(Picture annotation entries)
↓
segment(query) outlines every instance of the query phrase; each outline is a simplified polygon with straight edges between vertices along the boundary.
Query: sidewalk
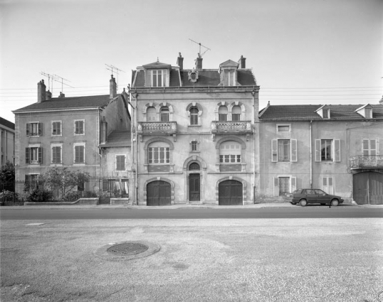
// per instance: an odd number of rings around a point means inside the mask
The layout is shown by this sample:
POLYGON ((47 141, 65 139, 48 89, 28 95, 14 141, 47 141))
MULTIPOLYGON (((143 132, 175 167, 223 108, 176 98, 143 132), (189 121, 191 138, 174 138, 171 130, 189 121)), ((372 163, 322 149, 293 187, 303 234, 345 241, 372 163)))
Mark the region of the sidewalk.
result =
MULTIPOLYGON (((320 205, 318 205, 320 206, 320 205)), ((345 203, 340 205, 340 207, 382 207, 383 205, 357 205, 345 203)), ((176 204, 172 205, 159 205, 159 206, 146 206, 146 205, 15 205, 15 206, 3 206, 0 207, 0 210, 27 210, 34 209, 127 209, 127 210, 177 210, 177 209, 261 209, 265 207, 299 207, 298 205, 292 205, 290 203, 256 203, 245 205, 219 205, 216 204, 176 204)), ((322 206, 320 206, 322 207, 322 206)))

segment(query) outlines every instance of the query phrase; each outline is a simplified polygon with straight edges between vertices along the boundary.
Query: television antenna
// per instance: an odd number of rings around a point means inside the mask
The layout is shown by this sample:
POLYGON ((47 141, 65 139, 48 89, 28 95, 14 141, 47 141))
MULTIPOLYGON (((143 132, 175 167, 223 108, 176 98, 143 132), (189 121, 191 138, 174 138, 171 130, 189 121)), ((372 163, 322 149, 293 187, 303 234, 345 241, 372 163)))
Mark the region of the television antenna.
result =
POLYGON ((192 42, 194 42, 196 44, 198 44, 199 45, 199 53, 198 53, 198 54, 199 55, 200 57, 201 57, 202 55, 204 55, 204 54, 207 51, 207 50, 211 50, 210 48, 206 47, 206 46, 204 46, 202 44, 201 44, 199 42, 196 42, 192 39, 189 39, 192 42), (203 47, 204 48, 206 48, 206 50, 204 51, 204 53, 201 53, 201 47, 203 47))
POLYGON ((43 72, 41 72, 40 74, 43 75, 44 77, 48 77, 48 90, 51 91, 51 92, 52 92, 52 95, 53 94, 53 81, 61 83, 61 92, 64 91, 63 85, 68 86, 71 88, 74 88, 74 87, 70 86, 70 85, 64 82, 64 81, 70 82, 69 80, 64 79, 63 77, 61 77, 60 75, 49 74, 49 73, 46 73, 43 72), (51 90, 51 85, 52 86, 52 90, 51 90))
POLYGON ((115 66, 113 66, 112 65, 105 64, 105 66, 106 66, 107 70, 110 70, 112 72, 112 75, 113 75, 113 72, 115 72, 117 75, 117 77, 117 77, 117 87, 116 88, 118 88, 118 75, 120 75, 119 72, 122 71, 122 72, 125 72, 125 71, 122 70, 122 69, 117 68, 115 66))

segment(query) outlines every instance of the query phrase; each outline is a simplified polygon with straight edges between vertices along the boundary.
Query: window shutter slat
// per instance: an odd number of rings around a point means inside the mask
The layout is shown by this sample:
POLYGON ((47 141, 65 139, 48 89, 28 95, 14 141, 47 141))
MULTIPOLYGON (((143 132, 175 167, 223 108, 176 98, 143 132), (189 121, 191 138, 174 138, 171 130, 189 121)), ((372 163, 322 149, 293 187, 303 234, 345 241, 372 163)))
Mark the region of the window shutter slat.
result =
POLYGON ((271 161, 278 161, 278 140, 271 140, 271 161))
POLYGON ((320 139, 315 139, 315 161, 320 160, 320 139))
POLYGON ((38 150, 38 163, 43 163, 43 148, 39 147, 38 150))
POLYGON ((29 163, 29 148, 25 149, 25 162, 29 163))
POLYGON ((291 161, 298 161, 298 143, 296 139, 291 140, 291 161))
POLYGON ((334 140, 334 144, 335 151, 335 161, 340 161, 340 139, 334 140))
POLYGON ((291 177, 291 192, 294 192, 297 189, 297 178, 296 177, 291 177))

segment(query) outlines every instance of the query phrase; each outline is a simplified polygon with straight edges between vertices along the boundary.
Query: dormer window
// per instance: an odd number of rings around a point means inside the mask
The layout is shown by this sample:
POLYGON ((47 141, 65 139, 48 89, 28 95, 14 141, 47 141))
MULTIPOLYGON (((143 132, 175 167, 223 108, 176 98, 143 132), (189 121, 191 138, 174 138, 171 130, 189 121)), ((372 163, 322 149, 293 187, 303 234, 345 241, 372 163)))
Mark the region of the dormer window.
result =
POLYGON ((147 70, 148 87, 167 87, 167 70, 147 70))
POLYGON ((330 106, 323 105, 315 111, 323 119, 330 119, 330 106))
POLYGON ((369 104, 359 107, 355 110, 355 112, 359 113, 365 119, 372 119, 372 106, 371 106, 369 104))

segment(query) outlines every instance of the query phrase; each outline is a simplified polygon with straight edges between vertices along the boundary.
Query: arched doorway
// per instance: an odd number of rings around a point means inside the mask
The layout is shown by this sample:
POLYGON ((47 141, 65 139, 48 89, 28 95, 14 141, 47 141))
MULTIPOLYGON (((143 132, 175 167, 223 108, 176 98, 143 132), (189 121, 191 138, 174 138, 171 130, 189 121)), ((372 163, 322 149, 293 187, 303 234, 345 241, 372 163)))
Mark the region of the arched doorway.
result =
POLYGON ((363 172, 352 177, 354 200, 358 205, 383 205, 383 173, 363 172))
POLYGON ((170 183, 155 180, 147 185, 147 205, 170 205, 172 204, 170 183))
POLYGON ((189 200, 199 201, 201 200, 201 175, 197 163, 192 163, 189 166, 189 200))
POLYGON ((218 204, 219 205, 242 205, 243 202, 243 186, 242 183, 228 180, 218 185, 218 204))

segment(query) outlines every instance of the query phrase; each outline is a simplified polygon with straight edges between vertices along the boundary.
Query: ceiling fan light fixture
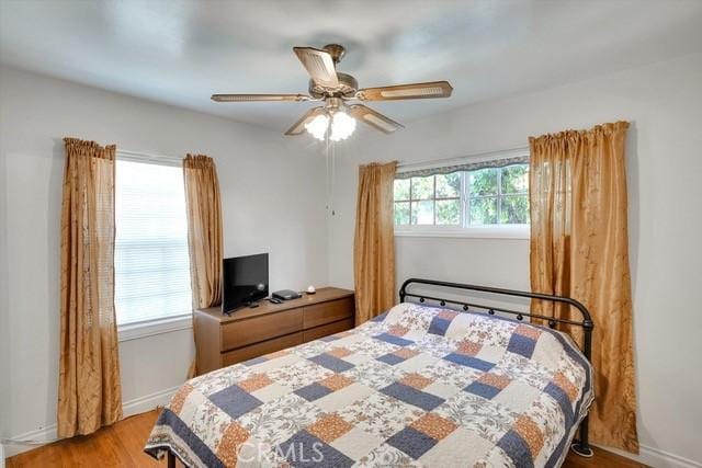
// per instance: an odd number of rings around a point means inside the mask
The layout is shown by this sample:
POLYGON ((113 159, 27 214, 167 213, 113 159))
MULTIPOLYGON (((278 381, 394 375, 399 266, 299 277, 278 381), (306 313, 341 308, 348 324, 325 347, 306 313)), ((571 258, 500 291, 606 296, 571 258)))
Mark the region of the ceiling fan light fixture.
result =
POLYGON ((355 118, 343 111, 338 111, 331 117, 331 141, 340 141, 349 138, 355 130, 355 118))
POLYGON ((307 130, 307 133, 318 140, 325 139, 325 135, 327 135, 327 128, 329 128, 329 117, 326 114, 319 114, 305 124, 305 129, 307 130))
↑
### Short task
Report each line of the rows above that contains the word "window", treating uppercase and lowercase as distinct.

### Response
Query: window shutter slat
Mark the region of the window shutter slat.
Query: dormer window
Mark the region of the dormer window.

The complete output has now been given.